WHAT NEEDS TO BE DONE →
Copy the family memoir below word for word, from "My father's boyhood" to "dad played center.".

My father's boyhood sounds like some kind of American Heritage antique story: a straight-A student who rose every day at four in the morning to milk the cows and get all his other farming chores done before running off to school – about a five mile jog. The region's two-blackboard high school incorporated students from every age and grade, excepting kindergarten. Still, with a graduating class smaller than most school football teams today, the 7-boy basketball squad beat almost every big city team in Indiana, narrowly missing out on the state championship. Six-feet tall with legs like steel beams, dad played center.
My mother and father didn't find their way into antiques and auctions to invest money; they were looking for a way to save money. Our house
was a queer one compared to the neighbors. All the other kids in the new suburbs on Palmer Drive in South Windsor had brand new store bought furniture. The Smiths had a curved upholstered sofa so valuable they kept it sealed up in clear plastic so no one would spill anything on it or even sit on it. Not us. We had all this old stuff. Mom made it look pretty though.
Baby sitters were expensive in 60's just as they are today. When Ford introduced a new type of work vehicle called a van, dad bought one and went to work installing padded benches that turned into beds and cabinets and lights and even a TV! When mom and dad spent Thursday evenings at LeClaire's auction, Amy, Keith and I bundled up in blankets and watched our wonderful battery-powered black-and-white television. We took turns holding the antennae so that one channel came in – fuzzy. When conditions allowed a program to actually be seen and heard, we turned into astronauts circling the earth in a space capsule. What a wonderful new age we lived in!

DATASET RECORDS →
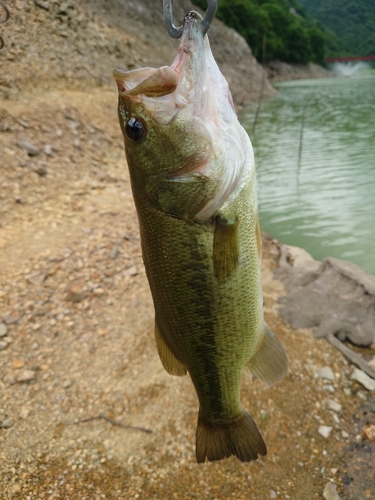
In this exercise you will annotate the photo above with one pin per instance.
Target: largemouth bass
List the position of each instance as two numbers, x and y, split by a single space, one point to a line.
193 179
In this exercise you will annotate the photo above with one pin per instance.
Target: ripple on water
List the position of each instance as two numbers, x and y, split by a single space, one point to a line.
324 203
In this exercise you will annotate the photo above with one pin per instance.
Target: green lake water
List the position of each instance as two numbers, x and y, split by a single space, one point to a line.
325 202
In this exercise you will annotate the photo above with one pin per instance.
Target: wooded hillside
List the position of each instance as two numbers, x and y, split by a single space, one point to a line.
353 21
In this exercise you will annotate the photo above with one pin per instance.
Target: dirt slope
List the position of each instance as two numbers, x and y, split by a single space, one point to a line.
78 316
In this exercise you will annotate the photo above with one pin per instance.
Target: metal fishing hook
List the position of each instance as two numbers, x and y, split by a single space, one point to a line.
2 21
177 32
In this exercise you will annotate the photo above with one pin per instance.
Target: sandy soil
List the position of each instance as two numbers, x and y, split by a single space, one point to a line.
75 302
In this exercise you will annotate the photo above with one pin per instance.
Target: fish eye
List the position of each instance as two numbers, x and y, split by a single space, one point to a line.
135 129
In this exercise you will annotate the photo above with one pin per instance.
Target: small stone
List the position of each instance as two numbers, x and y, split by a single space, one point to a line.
3 345
131 271
37 278
18 363
329 388
333 405
325 430
330 493
30 149
364 379
369 432
326 373
3 329
40 169
24 413
7 424
361 395
41 4
75 293
48 150
9 319
26 376
114 253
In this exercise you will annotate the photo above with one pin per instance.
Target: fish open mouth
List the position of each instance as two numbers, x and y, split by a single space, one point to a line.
194 90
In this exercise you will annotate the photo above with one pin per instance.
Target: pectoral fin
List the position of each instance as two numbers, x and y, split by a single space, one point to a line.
169 361
225 247
270 363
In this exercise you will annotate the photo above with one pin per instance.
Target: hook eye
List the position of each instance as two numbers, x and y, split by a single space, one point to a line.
177 32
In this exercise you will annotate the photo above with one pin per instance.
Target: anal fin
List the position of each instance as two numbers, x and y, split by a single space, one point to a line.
169 361
270 363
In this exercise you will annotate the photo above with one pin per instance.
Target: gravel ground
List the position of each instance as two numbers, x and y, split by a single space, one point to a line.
86 409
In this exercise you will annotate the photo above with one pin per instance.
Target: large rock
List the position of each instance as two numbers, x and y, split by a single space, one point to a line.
336 297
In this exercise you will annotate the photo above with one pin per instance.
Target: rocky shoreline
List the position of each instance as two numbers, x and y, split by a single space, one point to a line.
86 409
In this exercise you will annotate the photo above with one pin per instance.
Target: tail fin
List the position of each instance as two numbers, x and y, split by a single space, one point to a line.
240 437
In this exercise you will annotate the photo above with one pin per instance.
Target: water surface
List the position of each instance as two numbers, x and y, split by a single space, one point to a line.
325 202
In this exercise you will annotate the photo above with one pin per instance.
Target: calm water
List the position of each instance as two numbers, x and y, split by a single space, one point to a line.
326 202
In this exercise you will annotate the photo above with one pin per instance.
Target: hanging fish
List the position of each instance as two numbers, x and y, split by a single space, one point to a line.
193 179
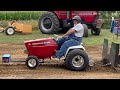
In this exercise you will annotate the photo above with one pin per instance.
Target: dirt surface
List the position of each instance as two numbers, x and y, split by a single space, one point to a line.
52 69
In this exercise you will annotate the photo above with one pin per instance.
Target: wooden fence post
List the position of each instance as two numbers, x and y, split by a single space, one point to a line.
114 57
105 52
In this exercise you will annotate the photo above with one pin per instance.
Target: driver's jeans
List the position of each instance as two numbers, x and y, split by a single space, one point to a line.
65 43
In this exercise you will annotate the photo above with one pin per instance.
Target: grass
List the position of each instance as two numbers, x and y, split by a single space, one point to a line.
19 38
20 15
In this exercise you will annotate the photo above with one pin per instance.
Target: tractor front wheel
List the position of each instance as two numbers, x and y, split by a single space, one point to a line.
77 60
10 30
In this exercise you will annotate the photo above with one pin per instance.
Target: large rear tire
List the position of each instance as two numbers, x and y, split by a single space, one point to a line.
77 60
10 30
48 23
32 62
95 31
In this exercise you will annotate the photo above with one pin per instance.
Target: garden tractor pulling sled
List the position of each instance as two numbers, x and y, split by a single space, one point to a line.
40 49
14 26
54 21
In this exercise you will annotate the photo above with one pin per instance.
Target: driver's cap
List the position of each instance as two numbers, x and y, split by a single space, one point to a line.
76 18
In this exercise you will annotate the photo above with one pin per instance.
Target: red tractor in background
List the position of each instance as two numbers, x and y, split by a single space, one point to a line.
54 21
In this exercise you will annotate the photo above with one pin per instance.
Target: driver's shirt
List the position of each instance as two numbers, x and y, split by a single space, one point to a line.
79 30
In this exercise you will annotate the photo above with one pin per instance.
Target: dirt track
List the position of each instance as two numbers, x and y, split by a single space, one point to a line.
53 69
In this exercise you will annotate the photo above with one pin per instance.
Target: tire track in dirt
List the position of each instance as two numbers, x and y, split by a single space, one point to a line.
52 69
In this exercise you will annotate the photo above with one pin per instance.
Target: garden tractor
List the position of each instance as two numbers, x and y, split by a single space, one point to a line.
40 49
54 21
14 26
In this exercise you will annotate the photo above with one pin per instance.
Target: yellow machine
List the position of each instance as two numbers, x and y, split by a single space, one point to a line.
14 26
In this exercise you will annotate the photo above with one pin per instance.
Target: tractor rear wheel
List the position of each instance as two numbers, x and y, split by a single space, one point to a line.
48 23
77 60
85 30
32 62
10 30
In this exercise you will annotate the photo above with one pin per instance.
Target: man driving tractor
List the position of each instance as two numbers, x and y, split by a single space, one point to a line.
72 38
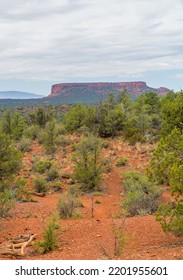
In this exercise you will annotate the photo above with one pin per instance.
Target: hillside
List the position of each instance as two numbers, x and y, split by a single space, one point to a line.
73 93
94 92
18 95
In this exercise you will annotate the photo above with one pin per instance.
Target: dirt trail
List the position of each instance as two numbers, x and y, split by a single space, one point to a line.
87 237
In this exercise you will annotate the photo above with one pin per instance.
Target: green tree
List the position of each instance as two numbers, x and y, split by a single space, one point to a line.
10 159
75 118
13 124
167 167
50 138
88 164
169 151
10 164
172 112
41 116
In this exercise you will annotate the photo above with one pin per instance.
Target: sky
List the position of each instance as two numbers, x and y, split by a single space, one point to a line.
44 42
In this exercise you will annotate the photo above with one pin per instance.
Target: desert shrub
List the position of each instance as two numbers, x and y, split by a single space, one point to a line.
122 161
41 136
6 202
41 165
55 186
66 175
88 164
168 153
142 196
141 203
171 217
31 132
40 185
52 174
74 119
74 191
60 129
21 191
24 145
107 164
133 180
66 206
50 138
49 242
63 141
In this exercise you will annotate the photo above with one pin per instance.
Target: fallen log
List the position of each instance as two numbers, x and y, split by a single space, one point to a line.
17 249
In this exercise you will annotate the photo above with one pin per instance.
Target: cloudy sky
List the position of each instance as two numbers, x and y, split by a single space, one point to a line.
43 42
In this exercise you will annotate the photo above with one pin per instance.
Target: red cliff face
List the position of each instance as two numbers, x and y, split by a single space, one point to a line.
87 91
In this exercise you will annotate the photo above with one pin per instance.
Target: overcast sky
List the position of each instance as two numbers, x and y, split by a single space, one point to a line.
43 42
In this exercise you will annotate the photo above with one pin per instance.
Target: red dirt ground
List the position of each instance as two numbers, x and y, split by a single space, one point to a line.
88 238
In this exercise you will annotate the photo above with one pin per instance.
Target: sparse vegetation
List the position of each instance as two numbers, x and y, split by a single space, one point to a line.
142 195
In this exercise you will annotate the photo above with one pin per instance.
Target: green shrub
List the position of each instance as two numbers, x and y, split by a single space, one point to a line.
49 243
88 167
6 202
133 180
52 174
24 145
142 196
41 165
31 132
141 203
41 136
66 206
122 161
63 141
40 185
171 217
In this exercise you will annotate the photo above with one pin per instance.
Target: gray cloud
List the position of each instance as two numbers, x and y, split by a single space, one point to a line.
46 40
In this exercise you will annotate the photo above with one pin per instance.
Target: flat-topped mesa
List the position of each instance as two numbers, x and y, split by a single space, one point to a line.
100 87
91 92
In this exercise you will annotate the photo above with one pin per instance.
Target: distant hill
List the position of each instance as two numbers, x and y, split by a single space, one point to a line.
73 93
18 95
94 92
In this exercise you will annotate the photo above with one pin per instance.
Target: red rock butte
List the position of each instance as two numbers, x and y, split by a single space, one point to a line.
103 88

EXERCISE RESULT →
My father's boyhood sounds like some kind of American Heritage antique story: a straight-A student who rose every day at four in the morning to milk the cows and get all his other farming chores done before running off to school – about a five mile jog. The region's two-blackboard high school incorporated students from every age and grade, excepting kindergarten. Still, with a graduating class smaller than most school football teams today, the 7-boy basketball squad beat almost every big city team in Indiana, narrowly missing out on the state championship. Six-feet tall with legs like steel beams, dad played center.